### Exercise prompt
Say whether each statement agrees with the op-ed on the Afghan army, answering yes or no and quoting the words that decide it: (a) The U.S. spent nearly $90 billion training and equipping the Afghan military. (b) The Afghan military had no air forces. (c) There was heavy fighting in Kandahar Province.

### Page text
______________________________
New York Daily News

The Afghan army didn’t just fold

- BY NETA C. CRAWFORD Crawford is professor and chair of the political science department at Boston University, and co-director of the Costs of War Project.

Over the last few months and weeks, many U.S. officials have stressed that the U.S. gave the Afghan military everything they would need to win against the Taliban. They just had to use the training and equipment, the story goes. As President Biden argued on Monday, “the Afghan military collapsed,” he said, “sometimes without trying to fight.”

After the Taliban entered Kabul, Jake Sullivan, Biden’s national security adviser, put it this way: “despite the fact that we spent 20 years and tens of billions of dollars to give the best equipment, the best training and the best capacity to the Afghan national security forces, we could not give them the will.” He added, “And they ultimately decided that they would not fight for Kabul and they would not fight for the country, and that opened the door to the Taliban to come into Kabul very rapidly.”

The U.S. Defense Department and State Department did spend nearly $90 billion training and equipping the Afghan military between 2002 and today. Americans fought alongside the Afghan military and many died with them. But to reduce all this to a story of the Afghan military supposedly chickening out is to absolve America of responsibi­lity and undersell the strength of the Taliban.

It goes without saying that there are mistakes all around here, and the situation in Afghanista­n did not have to turn out as it did. There were many other possible outcomes if the U.S., its allies and the Afghan government had acted differentl­y.

For example, the U.S. should never have made a bilateral agreement with the Taliban for a U.S. withdrawal in February 2020; it was a grave mistake to exclude the Afghan government from those negotiatio­ns. Further, having made the bad agreement, and having then decided to keep it, the U.S. should have long ago quietly accelerate­d and expedited the special visas for Afghans who worked with the U.S. and who were put at risk. Those were only a few recent mistakes among dozens.

Still, at the beginning of August, we were where we were — having decided to pull U.S. forces and the contractor­s who assisted the Afghan military and maintained their air force, having spent years without taking a critical look at what was being achieved with all that training and equipment. The U.S. left the Afghan military and police to try to defend against the Taliban and other militants, and perhaps come to a negotiated solution at some point in the future. The Afghan military did have advantages, including possessing the only air forces.

But we cannot forget that the Afghan military did fight. They have been fighting for years, taking many more casualties than their internatio­nal allies. And in the last several months, the Afghan military put up a determined defense of several cities. There was heavy fighting in Nimroz, Sheberghan and Kandahar Province.

When the Afghan military and the Taliban clashed, they inevitably put civilians at risk. In the last several months, more than 2,000 civilians were killed in cross-fire, or by pro-government forces. The Taliban and ISIS also killed and injured thousands of civilians. Thus, in the first six months of 2021, the UN counted a 41% increase in civilian casualties over the same period the previous year.
______________________________
### Material shown

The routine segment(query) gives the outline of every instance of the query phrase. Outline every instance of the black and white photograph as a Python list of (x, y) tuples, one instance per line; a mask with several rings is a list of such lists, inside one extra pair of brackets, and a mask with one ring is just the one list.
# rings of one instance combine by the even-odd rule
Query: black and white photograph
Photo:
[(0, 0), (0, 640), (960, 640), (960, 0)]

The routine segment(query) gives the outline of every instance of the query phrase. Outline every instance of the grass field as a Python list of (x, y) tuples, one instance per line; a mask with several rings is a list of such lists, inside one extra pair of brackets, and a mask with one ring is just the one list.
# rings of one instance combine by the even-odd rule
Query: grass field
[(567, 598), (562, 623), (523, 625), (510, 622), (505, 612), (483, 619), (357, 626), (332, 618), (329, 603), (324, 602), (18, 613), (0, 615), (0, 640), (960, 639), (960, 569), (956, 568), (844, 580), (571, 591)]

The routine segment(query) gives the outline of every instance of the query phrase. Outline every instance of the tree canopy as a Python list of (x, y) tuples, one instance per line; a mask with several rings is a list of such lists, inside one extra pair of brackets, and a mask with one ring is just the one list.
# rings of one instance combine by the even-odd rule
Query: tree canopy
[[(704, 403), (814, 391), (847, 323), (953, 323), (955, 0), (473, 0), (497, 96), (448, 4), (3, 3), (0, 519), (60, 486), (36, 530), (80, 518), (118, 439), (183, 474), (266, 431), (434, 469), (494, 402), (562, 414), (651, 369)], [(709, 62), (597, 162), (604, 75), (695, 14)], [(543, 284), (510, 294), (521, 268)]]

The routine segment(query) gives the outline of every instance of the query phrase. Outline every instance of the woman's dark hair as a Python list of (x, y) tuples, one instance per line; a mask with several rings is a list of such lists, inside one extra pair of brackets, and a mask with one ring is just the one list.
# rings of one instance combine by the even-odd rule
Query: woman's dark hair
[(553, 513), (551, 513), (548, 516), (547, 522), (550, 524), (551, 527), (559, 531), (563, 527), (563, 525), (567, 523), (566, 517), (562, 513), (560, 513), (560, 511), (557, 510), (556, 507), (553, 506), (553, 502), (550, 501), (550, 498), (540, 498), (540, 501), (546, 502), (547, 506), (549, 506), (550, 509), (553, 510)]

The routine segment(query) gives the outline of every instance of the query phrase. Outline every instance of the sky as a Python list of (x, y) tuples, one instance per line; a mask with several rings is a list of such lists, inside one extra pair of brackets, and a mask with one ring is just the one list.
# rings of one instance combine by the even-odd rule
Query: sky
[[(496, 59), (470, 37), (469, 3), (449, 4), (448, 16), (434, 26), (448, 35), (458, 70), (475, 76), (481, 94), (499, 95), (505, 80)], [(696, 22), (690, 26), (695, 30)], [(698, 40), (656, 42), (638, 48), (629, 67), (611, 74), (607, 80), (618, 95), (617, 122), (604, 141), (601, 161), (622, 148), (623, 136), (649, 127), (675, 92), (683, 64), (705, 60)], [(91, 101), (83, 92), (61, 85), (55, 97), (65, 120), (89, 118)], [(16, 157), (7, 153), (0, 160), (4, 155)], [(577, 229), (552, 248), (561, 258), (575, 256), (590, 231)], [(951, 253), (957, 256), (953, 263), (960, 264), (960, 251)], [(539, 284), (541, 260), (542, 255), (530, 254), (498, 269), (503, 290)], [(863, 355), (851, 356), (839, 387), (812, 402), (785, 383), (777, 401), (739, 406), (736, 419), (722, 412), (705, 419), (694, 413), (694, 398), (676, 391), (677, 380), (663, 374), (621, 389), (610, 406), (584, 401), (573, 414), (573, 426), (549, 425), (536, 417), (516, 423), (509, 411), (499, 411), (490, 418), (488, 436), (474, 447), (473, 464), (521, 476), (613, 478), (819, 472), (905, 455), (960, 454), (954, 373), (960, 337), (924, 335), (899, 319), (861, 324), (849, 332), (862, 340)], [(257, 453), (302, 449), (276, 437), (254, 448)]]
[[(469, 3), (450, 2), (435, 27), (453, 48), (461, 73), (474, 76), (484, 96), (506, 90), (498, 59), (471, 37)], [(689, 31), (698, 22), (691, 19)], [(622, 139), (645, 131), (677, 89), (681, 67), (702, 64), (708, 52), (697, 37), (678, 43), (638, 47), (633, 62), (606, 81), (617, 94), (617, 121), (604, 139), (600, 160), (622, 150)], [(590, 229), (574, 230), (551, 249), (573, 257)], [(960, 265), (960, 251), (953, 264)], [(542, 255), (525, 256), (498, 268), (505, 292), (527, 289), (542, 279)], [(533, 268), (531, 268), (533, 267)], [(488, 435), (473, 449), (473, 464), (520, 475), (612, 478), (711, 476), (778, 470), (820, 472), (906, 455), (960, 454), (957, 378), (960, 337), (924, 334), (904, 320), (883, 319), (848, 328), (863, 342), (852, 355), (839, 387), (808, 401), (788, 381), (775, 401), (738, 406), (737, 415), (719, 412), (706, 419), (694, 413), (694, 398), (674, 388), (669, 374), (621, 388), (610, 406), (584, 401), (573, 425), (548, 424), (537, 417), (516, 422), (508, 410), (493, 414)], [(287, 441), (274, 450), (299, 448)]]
______________________________
### Problem solution
(a) Yes: "did spend nearly $90 billion training and equipping the Afghan military between 2002 and today"
(b) No: "The Afghan military did have advantages, including possessing the only air forces."
(c) Yes: "There was heavy fighting in Nimroz, Sheberghan and Kandahar Province."